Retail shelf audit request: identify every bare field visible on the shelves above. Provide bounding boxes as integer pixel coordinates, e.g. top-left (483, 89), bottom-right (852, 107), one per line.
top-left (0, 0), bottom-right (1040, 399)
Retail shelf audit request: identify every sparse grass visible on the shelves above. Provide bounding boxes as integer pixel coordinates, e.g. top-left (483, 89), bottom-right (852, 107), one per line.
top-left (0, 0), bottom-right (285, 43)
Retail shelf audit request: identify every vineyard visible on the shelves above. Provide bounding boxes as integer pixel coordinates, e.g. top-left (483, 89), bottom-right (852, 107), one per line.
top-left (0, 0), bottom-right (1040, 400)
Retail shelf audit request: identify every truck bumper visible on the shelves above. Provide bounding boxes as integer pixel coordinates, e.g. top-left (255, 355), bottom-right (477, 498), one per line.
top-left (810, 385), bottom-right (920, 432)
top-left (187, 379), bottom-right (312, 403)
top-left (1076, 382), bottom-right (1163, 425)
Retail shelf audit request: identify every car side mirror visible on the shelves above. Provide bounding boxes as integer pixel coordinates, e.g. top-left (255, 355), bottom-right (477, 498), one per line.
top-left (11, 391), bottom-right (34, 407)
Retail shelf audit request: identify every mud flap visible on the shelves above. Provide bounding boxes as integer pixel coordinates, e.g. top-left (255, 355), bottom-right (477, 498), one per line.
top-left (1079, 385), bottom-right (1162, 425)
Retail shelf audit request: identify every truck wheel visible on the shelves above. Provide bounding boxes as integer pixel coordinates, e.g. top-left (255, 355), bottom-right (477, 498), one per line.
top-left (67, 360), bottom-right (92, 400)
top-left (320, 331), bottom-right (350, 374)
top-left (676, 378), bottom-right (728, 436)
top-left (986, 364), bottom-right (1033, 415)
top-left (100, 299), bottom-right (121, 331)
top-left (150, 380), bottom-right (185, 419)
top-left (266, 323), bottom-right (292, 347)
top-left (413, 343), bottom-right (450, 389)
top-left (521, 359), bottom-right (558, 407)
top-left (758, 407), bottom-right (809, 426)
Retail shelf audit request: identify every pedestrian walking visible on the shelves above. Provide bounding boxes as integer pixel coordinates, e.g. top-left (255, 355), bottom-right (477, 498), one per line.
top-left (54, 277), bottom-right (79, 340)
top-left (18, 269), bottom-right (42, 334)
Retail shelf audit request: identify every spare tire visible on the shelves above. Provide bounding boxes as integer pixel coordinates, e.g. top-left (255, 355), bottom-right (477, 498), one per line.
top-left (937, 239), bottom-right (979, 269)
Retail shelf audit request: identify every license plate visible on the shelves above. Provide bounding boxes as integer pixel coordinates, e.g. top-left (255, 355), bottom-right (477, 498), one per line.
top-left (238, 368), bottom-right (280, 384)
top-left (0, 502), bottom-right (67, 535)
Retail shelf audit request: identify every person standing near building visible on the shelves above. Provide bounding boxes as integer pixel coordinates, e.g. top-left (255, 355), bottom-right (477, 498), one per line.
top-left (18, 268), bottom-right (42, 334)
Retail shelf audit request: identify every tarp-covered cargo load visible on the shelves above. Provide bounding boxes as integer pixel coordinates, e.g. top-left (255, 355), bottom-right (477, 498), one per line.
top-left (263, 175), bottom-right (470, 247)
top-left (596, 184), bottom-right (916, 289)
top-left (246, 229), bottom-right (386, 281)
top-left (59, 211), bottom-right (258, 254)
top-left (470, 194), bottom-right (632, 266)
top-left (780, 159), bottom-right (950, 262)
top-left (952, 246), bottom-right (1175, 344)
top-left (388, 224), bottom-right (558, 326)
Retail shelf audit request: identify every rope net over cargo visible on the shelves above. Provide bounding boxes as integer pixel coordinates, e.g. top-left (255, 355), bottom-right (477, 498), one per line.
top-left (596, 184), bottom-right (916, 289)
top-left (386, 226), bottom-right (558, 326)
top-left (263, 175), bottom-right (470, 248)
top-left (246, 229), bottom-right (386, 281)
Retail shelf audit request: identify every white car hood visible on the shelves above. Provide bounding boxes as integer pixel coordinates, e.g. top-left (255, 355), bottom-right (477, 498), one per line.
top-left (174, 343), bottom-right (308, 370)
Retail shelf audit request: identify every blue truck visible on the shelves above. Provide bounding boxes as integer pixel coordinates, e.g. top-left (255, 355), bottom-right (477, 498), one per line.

Le tue istruzioni »
Riporta senza alcuna modifica le righe dei dati a partire da quella che contiene "Retail shelf audit request: identify every truck wheel" fino a quella che contiene "top-left (521, 359), bottom-right (558, 407)", entrambe incluse.

Risultato »
Retail shelf audit request: identify every truck wheel visible on the shelves above. Provide bounding boxes as integer pixel coordinates, e.g. top-left (255, 355), bottom-right (477, 498), one per line.
top-left (67, 360), bottom-right (92, 400)
top-left (320, 331), bottom-right (350, 374)
top-left (676, 378), bottom-right (728, 436)
top-left (986, 364), bottom-right (1033, 415)
top-left (100, 299), bottom-right (121, 331)
top-left (150, 380), bottom-right (185, 419)
top-left (266, 323), bottom-right (292, 347)
top-left (413, 343), bottom-right (450, 389)
top-left (521, 359), bottom-right (558, 407)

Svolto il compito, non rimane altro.